[Saved data entries]
┏━━
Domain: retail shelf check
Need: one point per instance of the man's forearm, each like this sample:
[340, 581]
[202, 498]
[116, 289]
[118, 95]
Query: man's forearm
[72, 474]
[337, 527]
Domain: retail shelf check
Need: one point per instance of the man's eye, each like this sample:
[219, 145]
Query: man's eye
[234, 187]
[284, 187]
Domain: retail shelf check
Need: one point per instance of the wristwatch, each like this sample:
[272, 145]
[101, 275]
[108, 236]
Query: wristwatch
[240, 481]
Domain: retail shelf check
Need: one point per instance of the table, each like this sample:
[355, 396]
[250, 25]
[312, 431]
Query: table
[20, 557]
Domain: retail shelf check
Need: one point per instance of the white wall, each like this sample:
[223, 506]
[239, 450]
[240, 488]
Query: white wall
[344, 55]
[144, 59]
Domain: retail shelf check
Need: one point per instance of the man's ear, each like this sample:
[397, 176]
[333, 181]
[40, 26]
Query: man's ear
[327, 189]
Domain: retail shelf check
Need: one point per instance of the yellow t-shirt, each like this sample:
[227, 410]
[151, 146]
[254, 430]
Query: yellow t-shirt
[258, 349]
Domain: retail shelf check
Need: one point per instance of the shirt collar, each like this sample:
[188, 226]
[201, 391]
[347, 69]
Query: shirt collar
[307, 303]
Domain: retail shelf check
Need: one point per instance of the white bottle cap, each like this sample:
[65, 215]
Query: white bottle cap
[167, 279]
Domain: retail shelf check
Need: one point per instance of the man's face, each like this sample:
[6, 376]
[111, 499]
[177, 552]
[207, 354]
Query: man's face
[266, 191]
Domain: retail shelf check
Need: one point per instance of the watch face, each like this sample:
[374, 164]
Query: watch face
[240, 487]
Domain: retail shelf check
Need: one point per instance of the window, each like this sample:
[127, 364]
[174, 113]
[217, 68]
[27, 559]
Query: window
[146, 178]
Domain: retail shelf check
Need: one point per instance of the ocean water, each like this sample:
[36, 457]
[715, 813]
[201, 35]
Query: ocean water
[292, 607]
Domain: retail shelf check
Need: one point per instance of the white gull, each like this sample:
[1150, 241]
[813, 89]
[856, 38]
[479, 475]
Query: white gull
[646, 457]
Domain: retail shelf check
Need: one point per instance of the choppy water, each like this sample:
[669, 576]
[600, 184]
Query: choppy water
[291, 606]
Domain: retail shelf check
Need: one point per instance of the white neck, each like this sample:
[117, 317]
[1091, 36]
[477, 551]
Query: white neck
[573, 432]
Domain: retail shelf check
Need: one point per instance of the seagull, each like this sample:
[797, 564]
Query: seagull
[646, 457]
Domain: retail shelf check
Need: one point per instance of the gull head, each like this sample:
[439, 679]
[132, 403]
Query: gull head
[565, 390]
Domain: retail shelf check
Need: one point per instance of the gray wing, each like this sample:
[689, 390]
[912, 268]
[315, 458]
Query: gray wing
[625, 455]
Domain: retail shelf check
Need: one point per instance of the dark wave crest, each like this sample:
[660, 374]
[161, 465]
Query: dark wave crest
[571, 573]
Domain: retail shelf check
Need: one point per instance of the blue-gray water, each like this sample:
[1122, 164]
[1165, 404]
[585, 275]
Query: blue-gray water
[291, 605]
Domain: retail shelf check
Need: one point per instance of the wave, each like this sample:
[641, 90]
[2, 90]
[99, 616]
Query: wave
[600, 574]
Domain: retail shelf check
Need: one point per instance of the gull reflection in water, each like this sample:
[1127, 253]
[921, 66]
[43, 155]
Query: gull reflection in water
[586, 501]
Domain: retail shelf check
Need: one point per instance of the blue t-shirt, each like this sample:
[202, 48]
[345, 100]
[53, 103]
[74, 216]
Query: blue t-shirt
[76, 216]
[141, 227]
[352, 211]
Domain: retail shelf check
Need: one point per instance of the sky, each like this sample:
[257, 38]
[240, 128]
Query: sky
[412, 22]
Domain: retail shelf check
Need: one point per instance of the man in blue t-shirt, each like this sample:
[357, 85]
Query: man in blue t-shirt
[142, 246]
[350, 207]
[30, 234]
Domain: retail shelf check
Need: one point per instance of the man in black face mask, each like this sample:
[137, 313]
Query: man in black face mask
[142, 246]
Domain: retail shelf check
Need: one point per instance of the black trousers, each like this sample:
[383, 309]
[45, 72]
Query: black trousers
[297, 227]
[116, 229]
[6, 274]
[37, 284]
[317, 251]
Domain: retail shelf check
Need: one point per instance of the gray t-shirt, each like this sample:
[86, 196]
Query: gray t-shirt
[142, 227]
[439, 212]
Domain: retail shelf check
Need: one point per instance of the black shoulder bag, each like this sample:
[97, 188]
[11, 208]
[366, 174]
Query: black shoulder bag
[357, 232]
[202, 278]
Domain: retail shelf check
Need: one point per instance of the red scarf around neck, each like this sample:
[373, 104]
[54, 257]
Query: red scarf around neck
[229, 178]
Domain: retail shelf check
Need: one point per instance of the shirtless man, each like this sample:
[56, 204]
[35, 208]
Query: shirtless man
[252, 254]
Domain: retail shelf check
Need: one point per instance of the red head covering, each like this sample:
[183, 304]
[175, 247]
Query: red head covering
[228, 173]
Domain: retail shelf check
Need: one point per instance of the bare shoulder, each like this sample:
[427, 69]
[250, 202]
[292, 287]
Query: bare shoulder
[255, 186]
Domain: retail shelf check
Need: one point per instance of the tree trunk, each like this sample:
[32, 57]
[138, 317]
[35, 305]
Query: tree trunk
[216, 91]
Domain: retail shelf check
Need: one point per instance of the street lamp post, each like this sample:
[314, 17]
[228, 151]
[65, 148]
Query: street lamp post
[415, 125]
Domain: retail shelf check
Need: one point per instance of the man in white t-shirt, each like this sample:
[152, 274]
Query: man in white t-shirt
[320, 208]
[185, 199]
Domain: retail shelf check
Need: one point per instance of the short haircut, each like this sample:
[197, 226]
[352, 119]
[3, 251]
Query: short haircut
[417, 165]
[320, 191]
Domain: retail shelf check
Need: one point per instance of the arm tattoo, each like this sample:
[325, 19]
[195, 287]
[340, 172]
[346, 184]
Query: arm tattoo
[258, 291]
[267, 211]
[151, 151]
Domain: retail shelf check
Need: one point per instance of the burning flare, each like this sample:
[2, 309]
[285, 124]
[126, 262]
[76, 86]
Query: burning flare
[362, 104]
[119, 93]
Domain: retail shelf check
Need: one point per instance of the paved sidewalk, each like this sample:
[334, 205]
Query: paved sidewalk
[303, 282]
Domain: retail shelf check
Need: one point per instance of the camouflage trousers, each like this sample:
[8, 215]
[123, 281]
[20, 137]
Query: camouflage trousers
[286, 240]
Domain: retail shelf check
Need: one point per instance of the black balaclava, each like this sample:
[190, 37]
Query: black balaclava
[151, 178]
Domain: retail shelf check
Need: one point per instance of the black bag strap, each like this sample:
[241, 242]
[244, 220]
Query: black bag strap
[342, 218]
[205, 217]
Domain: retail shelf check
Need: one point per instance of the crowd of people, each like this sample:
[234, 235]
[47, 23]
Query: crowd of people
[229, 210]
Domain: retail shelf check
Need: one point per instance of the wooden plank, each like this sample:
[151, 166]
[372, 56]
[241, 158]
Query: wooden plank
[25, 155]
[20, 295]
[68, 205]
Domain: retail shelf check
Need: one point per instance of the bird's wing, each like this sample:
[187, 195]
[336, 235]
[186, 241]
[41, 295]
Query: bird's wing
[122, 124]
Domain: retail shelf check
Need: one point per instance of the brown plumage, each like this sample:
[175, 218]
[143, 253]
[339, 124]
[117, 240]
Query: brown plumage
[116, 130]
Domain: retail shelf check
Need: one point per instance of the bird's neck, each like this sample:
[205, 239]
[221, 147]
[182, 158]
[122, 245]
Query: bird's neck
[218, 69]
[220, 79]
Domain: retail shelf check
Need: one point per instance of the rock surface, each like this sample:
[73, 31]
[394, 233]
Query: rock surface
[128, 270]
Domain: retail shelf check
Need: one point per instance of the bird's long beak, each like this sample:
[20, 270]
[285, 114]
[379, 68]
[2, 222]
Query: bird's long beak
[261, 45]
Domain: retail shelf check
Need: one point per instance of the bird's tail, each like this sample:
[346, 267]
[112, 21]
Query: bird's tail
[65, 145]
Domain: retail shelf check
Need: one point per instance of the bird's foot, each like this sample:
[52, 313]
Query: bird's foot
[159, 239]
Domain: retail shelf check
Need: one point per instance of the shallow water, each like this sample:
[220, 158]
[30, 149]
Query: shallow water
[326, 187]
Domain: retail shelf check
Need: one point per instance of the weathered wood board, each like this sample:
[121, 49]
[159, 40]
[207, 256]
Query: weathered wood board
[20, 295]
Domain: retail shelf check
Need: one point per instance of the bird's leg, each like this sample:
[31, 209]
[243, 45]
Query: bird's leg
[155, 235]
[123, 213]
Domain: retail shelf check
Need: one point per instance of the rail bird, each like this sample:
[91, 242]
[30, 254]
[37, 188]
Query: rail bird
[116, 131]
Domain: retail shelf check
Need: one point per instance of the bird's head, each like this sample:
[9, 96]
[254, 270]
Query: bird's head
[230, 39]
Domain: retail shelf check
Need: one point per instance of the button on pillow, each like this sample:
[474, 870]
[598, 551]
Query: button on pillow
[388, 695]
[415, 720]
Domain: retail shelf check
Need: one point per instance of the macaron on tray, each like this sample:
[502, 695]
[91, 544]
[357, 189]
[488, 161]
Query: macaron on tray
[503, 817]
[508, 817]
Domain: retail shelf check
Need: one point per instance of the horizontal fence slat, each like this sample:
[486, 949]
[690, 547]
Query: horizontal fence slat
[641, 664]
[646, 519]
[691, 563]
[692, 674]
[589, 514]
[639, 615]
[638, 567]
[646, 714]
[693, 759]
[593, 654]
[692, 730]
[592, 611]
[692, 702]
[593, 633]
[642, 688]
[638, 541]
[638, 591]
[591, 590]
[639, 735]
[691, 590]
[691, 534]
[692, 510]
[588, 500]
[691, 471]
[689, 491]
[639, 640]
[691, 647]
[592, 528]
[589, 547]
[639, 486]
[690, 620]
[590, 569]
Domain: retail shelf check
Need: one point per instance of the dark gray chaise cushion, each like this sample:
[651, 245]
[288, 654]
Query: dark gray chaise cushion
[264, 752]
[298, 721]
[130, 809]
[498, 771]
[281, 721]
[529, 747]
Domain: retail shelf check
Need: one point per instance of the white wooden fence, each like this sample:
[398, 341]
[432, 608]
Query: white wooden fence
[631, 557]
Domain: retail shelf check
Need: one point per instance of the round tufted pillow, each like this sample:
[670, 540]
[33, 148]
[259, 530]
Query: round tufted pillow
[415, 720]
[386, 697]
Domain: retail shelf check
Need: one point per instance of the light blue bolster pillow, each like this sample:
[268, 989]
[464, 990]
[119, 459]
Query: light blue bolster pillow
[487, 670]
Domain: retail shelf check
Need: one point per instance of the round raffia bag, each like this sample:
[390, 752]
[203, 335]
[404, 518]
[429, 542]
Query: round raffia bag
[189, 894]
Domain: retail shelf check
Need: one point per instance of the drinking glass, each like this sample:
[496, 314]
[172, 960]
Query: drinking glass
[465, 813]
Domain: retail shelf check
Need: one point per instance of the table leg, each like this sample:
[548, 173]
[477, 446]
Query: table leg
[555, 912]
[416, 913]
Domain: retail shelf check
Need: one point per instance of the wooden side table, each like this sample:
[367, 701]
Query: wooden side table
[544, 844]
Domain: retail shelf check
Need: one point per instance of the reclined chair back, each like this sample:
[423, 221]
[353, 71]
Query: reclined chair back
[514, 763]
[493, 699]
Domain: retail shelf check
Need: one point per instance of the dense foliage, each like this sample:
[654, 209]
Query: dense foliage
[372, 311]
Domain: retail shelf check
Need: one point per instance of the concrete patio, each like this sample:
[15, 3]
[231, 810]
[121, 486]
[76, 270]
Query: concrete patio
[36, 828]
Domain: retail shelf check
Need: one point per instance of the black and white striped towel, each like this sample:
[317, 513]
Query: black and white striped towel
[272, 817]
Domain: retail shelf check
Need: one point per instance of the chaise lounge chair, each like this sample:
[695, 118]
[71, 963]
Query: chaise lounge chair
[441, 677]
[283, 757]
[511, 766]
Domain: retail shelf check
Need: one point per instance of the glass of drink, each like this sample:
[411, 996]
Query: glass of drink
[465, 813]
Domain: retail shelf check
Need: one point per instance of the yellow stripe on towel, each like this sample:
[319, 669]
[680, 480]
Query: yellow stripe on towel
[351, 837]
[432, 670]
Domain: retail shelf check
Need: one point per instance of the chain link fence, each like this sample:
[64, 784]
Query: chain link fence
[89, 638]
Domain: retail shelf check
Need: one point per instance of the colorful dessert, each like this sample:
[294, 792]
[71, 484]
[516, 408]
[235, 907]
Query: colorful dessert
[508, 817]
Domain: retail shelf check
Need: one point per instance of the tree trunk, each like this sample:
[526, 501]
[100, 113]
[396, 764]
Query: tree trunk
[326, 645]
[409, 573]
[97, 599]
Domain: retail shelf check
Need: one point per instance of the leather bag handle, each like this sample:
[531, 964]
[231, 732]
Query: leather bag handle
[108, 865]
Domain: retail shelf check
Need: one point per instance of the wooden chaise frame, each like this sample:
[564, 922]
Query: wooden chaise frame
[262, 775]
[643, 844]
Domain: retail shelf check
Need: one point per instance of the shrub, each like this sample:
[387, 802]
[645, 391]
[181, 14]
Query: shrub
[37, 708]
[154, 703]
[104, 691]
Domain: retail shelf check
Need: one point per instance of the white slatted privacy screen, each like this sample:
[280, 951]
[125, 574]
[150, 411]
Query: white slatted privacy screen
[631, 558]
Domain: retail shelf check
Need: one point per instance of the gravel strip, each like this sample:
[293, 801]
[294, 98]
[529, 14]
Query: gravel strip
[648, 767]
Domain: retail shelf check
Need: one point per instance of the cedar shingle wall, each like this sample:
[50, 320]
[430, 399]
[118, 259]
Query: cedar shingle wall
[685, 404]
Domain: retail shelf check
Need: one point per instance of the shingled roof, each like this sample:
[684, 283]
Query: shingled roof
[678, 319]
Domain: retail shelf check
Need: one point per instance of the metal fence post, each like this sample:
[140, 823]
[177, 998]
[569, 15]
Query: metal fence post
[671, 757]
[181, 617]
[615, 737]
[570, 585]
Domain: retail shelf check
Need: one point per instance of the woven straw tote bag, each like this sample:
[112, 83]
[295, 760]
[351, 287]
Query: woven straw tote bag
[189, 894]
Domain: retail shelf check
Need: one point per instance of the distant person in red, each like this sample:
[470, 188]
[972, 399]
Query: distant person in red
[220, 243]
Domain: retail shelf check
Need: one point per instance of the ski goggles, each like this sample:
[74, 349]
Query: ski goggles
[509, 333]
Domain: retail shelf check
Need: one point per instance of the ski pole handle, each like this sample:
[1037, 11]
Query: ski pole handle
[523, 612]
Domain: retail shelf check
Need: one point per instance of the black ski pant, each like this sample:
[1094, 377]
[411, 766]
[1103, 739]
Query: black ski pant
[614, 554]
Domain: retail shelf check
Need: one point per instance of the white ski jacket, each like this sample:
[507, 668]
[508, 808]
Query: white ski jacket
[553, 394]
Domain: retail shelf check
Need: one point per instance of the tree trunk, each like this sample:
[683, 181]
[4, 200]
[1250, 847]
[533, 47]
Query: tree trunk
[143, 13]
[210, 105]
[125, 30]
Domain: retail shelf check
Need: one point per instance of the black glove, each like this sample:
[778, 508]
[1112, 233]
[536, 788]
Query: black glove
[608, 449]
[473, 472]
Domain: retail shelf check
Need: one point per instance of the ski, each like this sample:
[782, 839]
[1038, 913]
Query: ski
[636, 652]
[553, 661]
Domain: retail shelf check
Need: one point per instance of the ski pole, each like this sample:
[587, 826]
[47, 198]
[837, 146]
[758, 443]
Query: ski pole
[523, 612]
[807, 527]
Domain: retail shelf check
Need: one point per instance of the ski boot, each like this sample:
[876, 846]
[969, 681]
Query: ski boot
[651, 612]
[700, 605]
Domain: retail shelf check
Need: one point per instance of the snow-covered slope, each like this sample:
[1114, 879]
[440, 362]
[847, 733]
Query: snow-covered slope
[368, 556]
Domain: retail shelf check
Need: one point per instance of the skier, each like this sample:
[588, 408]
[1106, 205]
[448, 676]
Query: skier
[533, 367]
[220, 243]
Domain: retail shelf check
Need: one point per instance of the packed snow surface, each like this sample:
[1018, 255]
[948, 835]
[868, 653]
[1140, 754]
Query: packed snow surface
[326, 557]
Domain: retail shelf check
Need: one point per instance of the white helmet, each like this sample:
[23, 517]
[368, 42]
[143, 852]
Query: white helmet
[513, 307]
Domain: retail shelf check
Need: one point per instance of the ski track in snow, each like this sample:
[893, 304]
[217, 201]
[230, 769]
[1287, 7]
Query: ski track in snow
┗━━
» Requirement:
Find every line in the rows above that contains the word "forearm". Copy each of those lines out in full.

» Solution to the problem:
Need: one point per instance of the man's forearm, each like this sample:
Query: man's forearm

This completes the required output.